START RECORD SET

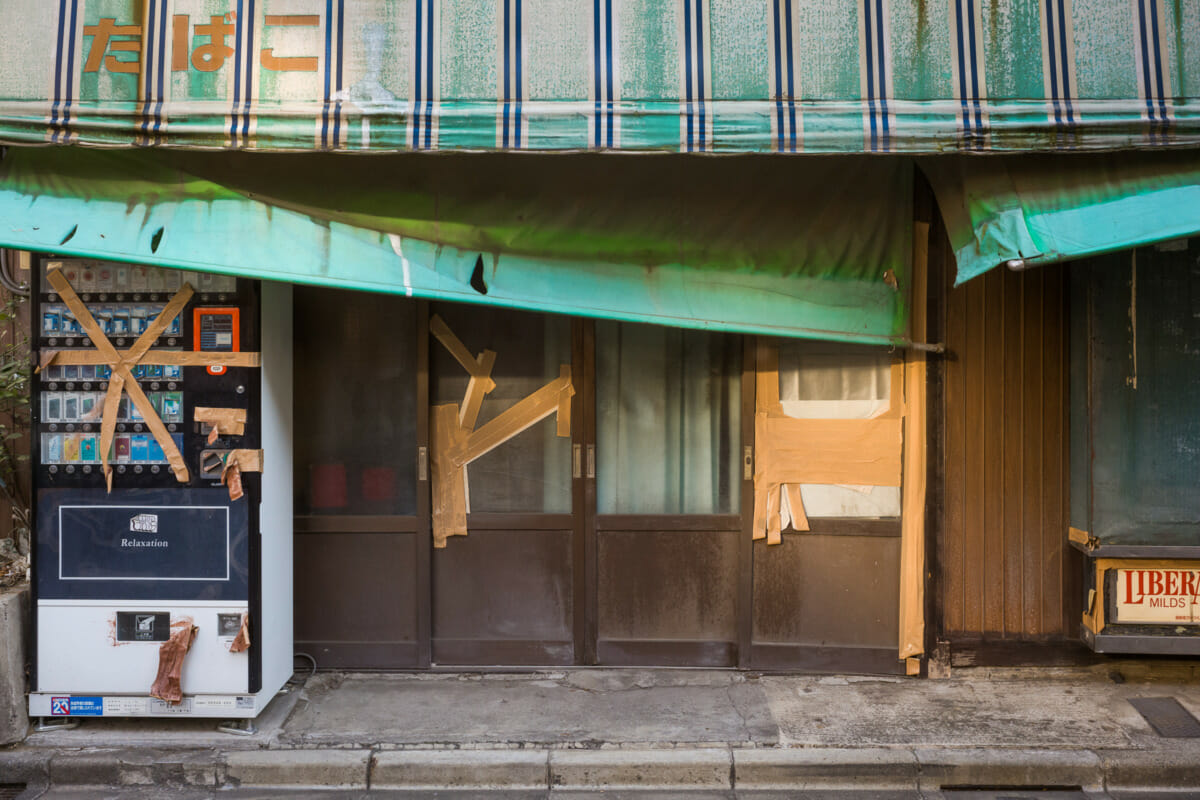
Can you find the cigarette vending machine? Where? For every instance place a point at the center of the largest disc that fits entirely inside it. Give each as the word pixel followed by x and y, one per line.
pixel 162 558
pixel 1135 447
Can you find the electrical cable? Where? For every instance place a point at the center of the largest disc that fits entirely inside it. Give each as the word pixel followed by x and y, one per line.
pixel 7 280
pixel 305 655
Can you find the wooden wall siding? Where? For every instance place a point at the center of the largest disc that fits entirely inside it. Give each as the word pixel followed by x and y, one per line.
pixel 1003 569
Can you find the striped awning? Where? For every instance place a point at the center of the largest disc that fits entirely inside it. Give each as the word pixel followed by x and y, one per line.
pixel 725 76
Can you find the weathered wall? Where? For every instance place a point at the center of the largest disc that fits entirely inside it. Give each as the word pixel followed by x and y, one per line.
pixel 13 619
pixel 9 332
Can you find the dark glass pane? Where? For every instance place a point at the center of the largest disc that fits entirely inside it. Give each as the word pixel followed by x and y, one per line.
pixel 531 471
pixel 355 402
pixel 669 407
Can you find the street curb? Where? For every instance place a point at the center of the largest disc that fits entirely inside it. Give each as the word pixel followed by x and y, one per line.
pixel 316 769
pixel 451 769
pixel 133 767
pixel 767 771
pixel 1150 769
pixel 972 767
pixel 641 769
pixel 825 769
pixel 24 765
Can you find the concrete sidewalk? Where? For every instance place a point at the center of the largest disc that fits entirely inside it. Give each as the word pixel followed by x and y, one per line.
pixel 690 733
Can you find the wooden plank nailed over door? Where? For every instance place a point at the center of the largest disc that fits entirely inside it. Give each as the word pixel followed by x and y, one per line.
pixel 912 536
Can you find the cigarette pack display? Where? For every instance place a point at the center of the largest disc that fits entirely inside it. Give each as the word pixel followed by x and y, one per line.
pixel 139 449
pixel 52 447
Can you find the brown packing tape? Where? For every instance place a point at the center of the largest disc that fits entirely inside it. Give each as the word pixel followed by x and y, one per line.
pixel 231 476
pixel 912 506
pixel 167 684
pixel 774 524
pixel 249 461
pixel 225 421
pixel 1081 537
pixel 166 358
pixel 796 503
pixel 449 487
pixel 241 642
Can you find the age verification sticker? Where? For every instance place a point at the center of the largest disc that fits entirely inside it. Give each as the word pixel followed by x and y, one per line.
pixel 77 707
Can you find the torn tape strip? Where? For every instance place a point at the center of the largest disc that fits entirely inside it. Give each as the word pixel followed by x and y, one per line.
pixel 225 421
pixel 167 358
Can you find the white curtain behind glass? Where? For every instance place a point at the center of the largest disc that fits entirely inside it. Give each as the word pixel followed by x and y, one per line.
pixel 669 420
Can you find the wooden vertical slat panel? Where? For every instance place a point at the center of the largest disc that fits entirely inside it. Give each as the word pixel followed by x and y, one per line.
pixel 1037 336
pixel 973 499
pixel 993 569
pixel 953 546
pixel 1008 434
pixel 1005 570
pixel 1059 606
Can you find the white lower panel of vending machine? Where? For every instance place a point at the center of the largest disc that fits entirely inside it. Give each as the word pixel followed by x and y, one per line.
pixel 49 704
pixel 82 651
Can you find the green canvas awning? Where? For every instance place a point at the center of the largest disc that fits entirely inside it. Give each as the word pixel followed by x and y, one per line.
pixel 1043 209
pixel 725 76
pixel 816 247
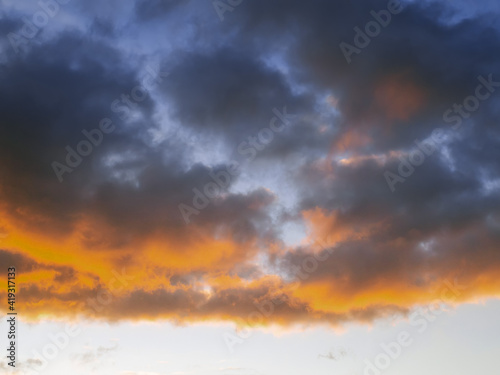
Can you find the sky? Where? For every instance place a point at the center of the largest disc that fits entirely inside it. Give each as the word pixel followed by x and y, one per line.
pixel 246 187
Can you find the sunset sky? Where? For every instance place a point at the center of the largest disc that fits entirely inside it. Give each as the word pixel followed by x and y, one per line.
pixel 251 187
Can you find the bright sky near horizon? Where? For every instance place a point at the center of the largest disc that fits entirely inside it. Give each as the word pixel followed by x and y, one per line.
pixel 246 187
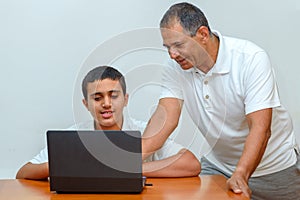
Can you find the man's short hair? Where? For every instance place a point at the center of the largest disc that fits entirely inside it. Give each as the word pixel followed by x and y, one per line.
pixel 190 17
pixel 101 73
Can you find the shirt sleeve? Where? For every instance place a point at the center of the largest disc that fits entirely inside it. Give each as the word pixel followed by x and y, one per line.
pixel 170 148
pixel 171 79
pixel 42 157
pixel 260 88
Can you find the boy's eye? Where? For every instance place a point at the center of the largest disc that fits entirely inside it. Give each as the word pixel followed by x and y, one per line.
pixel 97 98
pixel 114 96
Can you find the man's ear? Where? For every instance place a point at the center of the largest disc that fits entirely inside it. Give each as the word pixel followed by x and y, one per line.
pixel 85 103
pixel 126 97
pixel 202 34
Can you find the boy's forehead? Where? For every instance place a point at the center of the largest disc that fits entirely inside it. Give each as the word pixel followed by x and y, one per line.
pixel 104 85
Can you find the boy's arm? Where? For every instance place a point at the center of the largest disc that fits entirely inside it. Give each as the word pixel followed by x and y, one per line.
pixel 182 164
pixel 33 171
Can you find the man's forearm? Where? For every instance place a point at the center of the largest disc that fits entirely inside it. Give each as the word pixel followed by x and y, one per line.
pixel 183 164
pixel 161 125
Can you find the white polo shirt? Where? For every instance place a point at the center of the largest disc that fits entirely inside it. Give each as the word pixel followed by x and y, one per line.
pixel 240 82
pixel 169 148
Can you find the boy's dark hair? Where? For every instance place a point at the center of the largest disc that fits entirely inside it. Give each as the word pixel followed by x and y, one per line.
pixel 101 73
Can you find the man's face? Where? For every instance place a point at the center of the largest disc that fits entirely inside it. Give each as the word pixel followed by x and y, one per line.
pixel 106 101
pixel 183 48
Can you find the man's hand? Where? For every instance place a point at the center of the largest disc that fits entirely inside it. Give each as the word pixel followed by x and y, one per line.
pixel 239 184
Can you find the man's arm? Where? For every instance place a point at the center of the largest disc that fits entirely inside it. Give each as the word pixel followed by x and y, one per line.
pixel 183 164
pixel 259 133
pixel 33 171
pixel 161 125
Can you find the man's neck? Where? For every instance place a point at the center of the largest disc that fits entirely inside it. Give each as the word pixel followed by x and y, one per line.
pixel 212 50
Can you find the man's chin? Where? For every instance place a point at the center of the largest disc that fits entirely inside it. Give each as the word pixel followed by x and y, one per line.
pixel 187 68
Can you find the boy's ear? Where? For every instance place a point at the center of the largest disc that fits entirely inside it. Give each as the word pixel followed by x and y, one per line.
pixel 85 103
pixel 126 99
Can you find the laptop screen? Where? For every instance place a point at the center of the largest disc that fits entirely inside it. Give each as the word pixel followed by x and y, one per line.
pixel 95 161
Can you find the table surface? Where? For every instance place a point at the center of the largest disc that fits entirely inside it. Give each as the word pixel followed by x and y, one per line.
pixel 202 187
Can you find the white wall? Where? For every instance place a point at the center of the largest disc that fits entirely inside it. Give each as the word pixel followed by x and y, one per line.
pixel 46 46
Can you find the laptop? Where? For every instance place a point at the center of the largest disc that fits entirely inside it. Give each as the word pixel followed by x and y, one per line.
pixel 95 161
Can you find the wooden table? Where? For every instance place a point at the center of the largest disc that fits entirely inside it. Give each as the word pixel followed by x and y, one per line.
pixel 203 187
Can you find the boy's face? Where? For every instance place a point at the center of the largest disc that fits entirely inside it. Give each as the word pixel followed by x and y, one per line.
pixel 106 101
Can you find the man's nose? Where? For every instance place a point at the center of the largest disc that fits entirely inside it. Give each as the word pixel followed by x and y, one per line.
pixel 106 102
pixel 173 53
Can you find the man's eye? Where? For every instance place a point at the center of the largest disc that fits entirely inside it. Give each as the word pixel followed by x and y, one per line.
pixel 178 45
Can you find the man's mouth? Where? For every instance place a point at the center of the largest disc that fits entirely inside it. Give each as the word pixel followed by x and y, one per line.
pixel 107 114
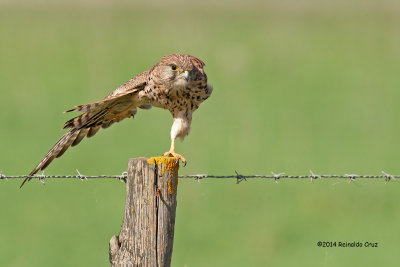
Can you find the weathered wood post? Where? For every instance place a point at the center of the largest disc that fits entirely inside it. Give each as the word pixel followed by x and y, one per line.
pixel 147 231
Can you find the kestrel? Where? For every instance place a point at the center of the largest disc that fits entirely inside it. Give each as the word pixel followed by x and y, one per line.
pixel 177 83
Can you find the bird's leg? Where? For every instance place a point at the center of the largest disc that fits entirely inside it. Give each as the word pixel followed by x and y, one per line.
pixel 171 152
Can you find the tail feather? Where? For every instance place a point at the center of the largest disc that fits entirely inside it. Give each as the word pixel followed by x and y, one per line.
pixel 60 147
pixel 82 133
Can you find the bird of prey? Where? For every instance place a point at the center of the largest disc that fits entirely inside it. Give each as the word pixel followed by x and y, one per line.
pixel 177 83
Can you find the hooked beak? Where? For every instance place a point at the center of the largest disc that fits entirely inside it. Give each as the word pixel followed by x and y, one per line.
pixel 185 75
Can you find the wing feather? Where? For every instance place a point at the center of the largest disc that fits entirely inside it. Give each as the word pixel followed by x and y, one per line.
pixel 115 107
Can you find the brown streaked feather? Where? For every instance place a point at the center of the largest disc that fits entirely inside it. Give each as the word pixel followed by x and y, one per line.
pixel 53 152
pixel 81 135
pixel 93 131
pixel 118 105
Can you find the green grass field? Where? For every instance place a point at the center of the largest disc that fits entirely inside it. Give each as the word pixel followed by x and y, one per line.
pixel 296 87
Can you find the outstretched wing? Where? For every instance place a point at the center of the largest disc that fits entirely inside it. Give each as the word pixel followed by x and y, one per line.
pixel 120 104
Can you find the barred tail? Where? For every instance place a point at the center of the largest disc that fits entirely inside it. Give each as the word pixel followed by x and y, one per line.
pixel 72 137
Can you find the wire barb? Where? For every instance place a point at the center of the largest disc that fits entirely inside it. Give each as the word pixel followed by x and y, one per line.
pixel 42 178
pixel 81 176
pixel 240 178
pixel 314 176
pixel 123 177
pixel 277 176
pixel 388 177
pixel 351 176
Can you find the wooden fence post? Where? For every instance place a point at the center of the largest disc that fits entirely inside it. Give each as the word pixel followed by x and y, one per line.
pixel 147 231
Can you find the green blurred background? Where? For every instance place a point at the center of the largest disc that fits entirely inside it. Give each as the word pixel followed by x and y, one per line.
pixel 298 85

END RECORD SET

#### THE PROBLEM:
Begin with the line that contains "Can you find the wooden fence" and end with the last line of the data. Repeat those two lines and all between them exactly.

#### SOLUTION TO THE PROBLEM:
Can you find the wooden fence post? Where? For every instance place a point at the center of the largest disc that fits entirely inside it. Give each as the word pixel followed by x and y, one per line.
pixel 147 231
Can you find the green blurred background? Where? For every instance place a point at the center of the largest disc that fits entirely inside it. Give each as the word pixel followed by x and y, one per line.
pixel 298 85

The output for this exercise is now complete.